Text for analysis =>
+-------+

Ezekiel 37:1-10 is a great message of hope. It's an affirmation that all things are possible for God and that our "good-byes" won't be forever. It's an Easter message in many churches, but it's also a message that we need to hear... when we're watching a loved one die... or leaving a friend for what we know will be the last time... or carrying a box filled with personal items from our office to our car because we won't be reporting to work come Monday. For all of us who have come face-to-face with death, separation, betrayal, or an emptiness too deep to measure... clinging to the hope that dry bones live... is the only hope we have!
According to our history books, Israel was attacked and destroyed by the Babylonians in 597BC. Men, women, and children were killed. The temple was plundered and destroyed, and thousands of Jews were taken into captivity. They were resettled in Babylon and this included the eccentric prophet, Ezekiel. Everything that they had owned was gone and they had to face the reality that, even though they were God's favored people, they were destined to die in a foreign land. If ever there was a hopeless situation, this was it... but according to Ezekiel, "the hand of the Lord" brought him out "by the Spirit" and set him in the middle of a valley of dry bones. The bones were really dry, and the Lord asked him if the dry bones could live. "Can these dry bones live?" he asked. Can they? Is it possible? What do you think? I don't know, Ezekiel answered, and God told him to "prophecy" to the bones, which he did. And "there was a rattling sound" of bones coming together. Ezekiel looked and the dry bones took on flesh, and when he spoke again, the breath of God entered them... and they came to life and stood on their feet as a vast army!

+-------+

Parts of the exercise =>
(A) According to the piece on Ezekiel and the valley of dry bones, in what year did the Babylonians attack and destroy Israel?
(B) Write out the stretch of the piece on Ezekiel's dry bones from "Ezekiel 37:1-10 is" through "hope we have!", word for word.
(C) Carry the piece on Ezekiel and the valley of dry bones on past its last sentence.

+-------+

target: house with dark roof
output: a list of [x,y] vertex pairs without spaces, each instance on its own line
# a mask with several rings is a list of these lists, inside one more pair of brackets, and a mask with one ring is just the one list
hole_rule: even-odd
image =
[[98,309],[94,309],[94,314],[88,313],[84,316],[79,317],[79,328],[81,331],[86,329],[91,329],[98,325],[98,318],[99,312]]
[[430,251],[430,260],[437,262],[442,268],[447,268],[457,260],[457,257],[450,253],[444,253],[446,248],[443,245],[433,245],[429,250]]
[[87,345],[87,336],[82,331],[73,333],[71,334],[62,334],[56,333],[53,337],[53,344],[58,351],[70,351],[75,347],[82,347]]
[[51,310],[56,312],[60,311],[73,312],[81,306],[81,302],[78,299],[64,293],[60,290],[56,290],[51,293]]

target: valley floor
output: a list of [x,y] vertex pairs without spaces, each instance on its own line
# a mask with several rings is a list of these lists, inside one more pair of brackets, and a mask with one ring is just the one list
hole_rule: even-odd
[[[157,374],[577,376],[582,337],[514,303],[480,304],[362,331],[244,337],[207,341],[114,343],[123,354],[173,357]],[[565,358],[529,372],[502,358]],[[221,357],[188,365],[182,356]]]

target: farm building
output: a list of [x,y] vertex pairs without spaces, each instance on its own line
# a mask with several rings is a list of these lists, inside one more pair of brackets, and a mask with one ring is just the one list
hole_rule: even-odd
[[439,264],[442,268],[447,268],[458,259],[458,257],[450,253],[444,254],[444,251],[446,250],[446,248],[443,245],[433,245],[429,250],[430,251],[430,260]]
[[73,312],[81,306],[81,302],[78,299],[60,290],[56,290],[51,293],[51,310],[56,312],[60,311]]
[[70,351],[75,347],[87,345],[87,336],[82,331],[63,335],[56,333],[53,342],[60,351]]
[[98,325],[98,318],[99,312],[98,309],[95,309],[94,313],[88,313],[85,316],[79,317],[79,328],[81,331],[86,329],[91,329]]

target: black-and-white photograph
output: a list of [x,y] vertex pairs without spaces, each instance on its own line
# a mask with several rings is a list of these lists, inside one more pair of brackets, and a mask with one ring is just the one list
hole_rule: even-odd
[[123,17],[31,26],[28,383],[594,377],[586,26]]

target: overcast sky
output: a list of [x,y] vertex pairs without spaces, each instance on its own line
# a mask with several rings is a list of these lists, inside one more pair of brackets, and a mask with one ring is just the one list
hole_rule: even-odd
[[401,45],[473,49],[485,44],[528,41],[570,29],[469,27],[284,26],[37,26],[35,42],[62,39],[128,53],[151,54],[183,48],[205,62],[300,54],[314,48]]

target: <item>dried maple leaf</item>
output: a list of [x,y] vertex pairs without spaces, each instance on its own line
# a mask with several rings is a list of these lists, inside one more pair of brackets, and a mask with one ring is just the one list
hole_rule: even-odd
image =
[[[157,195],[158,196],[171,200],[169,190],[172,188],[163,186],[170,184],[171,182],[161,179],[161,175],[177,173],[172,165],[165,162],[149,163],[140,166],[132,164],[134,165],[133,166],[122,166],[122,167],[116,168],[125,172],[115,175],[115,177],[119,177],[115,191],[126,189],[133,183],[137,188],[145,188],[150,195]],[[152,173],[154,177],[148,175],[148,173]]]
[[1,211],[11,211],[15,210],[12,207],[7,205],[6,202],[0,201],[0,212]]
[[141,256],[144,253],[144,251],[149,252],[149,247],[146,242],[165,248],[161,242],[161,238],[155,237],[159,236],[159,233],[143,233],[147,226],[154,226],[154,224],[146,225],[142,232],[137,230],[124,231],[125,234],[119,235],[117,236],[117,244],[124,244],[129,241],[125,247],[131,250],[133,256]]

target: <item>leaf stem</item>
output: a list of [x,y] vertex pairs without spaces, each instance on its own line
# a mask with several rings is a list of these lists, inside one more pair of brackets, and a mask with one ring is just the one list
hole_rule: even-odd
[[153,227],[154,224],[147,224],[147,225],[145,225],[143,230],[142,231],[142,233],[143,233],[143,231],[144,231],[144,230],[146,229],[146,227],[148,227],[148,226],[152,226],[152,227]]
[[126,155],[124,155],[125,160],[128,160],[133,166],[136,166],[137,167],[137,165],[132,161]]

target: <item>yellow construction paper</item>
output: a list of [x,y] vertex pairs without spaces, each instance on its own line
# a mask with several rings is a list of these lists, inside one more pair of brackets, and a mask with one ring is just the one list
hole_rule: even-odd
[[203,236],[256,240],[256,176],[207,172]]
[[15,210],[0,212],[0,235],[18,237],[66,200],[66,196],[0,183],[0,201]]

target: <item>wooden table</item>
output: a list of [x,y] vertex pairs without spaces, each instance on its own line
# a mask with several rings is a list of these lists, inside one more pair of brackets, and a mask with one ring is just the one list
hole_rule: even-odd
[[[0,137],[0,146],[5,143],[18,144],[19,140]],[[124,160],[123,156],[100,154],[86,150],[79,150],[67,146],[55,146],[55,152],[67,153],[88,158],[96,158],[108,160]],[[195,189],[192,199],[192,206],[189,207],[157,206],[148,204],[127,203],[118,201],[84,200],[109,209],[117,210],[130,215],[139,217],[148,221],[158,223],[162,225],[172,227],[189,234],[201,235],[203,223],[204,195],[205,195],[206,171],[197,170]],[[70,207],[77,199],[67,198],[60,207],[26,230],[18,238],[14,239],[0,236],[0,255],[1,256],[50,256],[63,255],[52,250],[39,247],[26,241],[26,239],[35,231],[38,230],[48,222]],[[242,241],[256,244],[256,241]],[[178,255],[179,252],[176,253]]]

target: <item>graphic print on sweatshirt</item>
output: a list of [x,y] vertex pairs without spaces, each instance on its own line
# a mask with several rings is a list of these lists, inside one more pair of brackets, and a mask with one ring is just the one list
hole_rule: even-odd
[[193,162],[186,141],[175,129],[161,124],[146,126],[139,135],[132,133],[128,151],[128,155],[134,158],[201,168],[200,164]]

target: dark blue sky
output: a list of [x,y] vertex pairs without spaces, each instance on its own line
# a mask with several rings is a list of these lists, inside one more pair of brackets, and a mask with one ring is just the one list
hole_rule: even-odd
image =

+-------+

Responses per task =>
(A) In 597 BC.

(B)
Ezekiel 37:1-10 is a great message of hope. It's an affirmation that all things are possible for God and that our "good-byes" won't be forever. It's an Easter message in many churches, but it's also a message that we need to hear... when we're watching a loved one die... or leaving a friend for what we know will be the last time... or carrying a box filled with personal items from our office to our car because we won't be reporting to work come Monday. For all of us who have come face-to-face with death, separation, betrayal, or an emptiness too deep to measure... clinging to the hope that dry bones live... is the only hope we have!

(C)
O my, what a vision! For a man in exile, what a vision! For people who had lost their loved ones, their homes, and their freedom, what a promise! For those of us who have walked in a valley full of dry bones, what a hope! When his world was crumbling around him, the "Spirit of God" sat Ezekiel down in a valley of dry bones. He was knee-deep in dry bones, and God asked him the question that we all struggle with when we come face to face with death- CAN THESE DRY BONES LIVE? When we held my brother's funeral service in Anniston, Alabama, there was some concern that Randy did not look like himself. The funeral directors, it seemed, had not done a particularly good job... but the bigger question was this: CAN THESE DRY BONES LIVE? In God's Sovereign hands, can Randy Lee Shedenhelm live? That was the question. It is always the question. When they took my brother, Larry, off of life-support, a deep and abiding sorrow filled the air, and the mystery of life and death pervaded our spirits. Was this the end of Larry... or was it a new beginning in which he would be free of both cancer and death?
Would his dry bones live. That was the question and it wasn't asked in a theology class somewhere. We were standing up to our knees in a valley of dry bones, and we could hear God asking, "Can these dry bones live?" When we walk through the graveyards that dot our lives; when someone abandons us; when we get "downsized," or "fired,; when we see our friends die in combat; when we're told that we will never walk again, or work again, or that we have just a few months to live... we hear God whisper, "Son of man... CAN THESE DRY BONES LIVE?" Can they? Well...can they? Like most of you, I've seen the dying and the dead and I've struggled to make sense of it all. Like you, I've had my share of life's "little deaths" too- and I know dry bones when I see them. I've heard the sobs, I've seen the vacant looks, I've experienced them myself. There are valleys of dry bones in life and we can't avoid them, So, it's just a matter of time when we will be asked Ezekiel's question: CAN THESE DRY BONES LIVE?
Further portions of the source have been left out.